* Provided passage *
** Begin **

Liquidity Pools

Provide Liquidity for DEXs

Liquidity Pools are pools of tokens that provide liquidity to DEXs. Investors (AKA Liquidity Providers) pledge coins or tokens to a pool that can then be used by traders to buy and sell. DEX’s like Uniswap employ AMM (automated market making) mechanisms to price tokens in response to demand. 

The market making algorithm asymptotically increases the price of the token as the desired quantity increases. Liquidity pools are configured between two assets in a 50:50 ratio on on DEX’s like Uniswap, i.e. DAI/ETH. It is this ratio of tokens that determines their relative price. For example, if someone buys ETH from a DAI/ETH pool, the relative quantity of ETH falls, so its price rises, with the opposite effect on the quantity and price of DAI. The bigger the trade, the greater the effect on the relative prices.

As incentive to provide liquidity, LP’s (liquidity providers) are paid a percentage of transaction fees from trades that occur in the pool. Liquidity pools typically issue governance tokens that enshrine the rights and rules of liquidity providers. They also allow that LP’s can vote on the rules of the pool. These tokens themselves often carry an exchange value and are part of the overall profitability calculation when deciding to provide liquidity to a pool.

** End **

* Raw records *
** Begin **

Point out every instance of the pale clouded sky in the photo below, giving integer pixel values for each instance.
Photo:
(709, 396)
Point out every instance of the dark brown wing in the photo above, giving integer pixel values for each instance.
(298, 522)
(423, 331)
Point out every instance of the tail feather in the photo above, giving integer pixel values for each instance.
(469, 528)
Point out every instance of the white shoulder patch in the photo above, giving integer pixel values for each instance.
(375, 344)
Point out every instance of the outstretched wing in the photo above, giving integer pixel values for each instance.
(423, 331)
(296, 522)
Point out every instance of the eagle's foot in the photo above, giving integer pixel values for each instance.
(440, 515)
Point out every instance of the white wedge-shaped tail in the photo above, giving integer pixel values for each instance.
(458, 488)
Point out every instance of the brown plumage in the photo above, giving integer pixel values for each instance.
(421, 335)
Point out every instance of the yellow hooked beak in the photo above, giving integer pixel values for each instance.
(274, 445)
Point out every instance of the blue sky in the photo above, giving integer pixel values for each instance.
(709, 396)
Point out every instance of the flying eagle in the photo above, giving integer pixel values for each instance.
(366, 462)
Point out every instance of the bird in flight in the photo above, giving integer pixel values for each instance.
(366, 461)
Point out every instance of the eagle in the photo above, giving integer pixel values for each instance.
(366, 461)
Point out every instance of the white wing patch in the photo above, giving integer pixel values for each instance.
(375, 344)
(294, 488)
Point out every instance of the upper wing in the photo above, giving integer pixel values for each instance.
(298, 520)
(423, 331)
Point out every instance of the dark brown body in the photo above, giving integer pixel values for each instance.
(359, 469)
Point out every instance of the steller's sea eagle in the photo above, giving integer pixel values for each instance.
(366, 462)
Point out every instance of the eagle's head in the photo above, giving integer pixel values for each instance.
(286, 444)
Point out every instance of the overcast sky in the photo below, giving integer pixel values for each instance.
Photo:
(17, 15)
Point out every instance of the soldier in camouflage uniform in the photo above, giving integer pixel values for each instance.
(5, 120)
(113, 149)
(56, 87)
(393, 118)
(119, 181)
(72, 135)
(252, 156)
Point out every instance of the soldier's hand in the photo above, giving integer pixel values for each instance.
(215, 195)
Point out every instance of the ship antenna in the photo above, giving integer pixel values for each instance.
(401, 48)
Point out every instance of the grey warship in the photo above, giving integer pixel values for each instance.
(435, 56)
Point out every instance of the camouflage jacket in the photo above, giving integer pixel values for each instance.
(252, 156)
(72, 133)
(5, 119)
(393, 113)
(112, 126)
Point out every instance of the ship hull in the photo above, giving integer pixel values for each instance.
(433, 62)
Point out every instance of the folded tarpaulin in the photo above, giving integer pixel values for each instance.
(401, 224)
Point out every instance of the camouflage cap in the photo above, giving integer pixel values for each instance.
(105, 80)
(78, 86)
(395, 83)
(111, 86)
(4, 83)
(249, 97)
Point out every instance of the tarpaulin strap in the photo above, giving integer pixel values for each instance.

** End **

* Required work *
From the liquidity pools text above, reproduce word for word the stretch that begins with the words "As incentive to" and ends with "liquidity to a pool.".

* Output of the task *
As incentive to provide liquidity, LP’s (liquidity providers) are paid a percentage of transaction fees from trades that occur in the pool. Liquidity pools typically issue governance tokens that enshrine the rights and rules of liquidity providers. They also allow that LP’s can vote on the rules of the pool. These tokens themselves often carry an exchange value and are part of the overall profitability calculation when deciding to provide liquidity to a pool.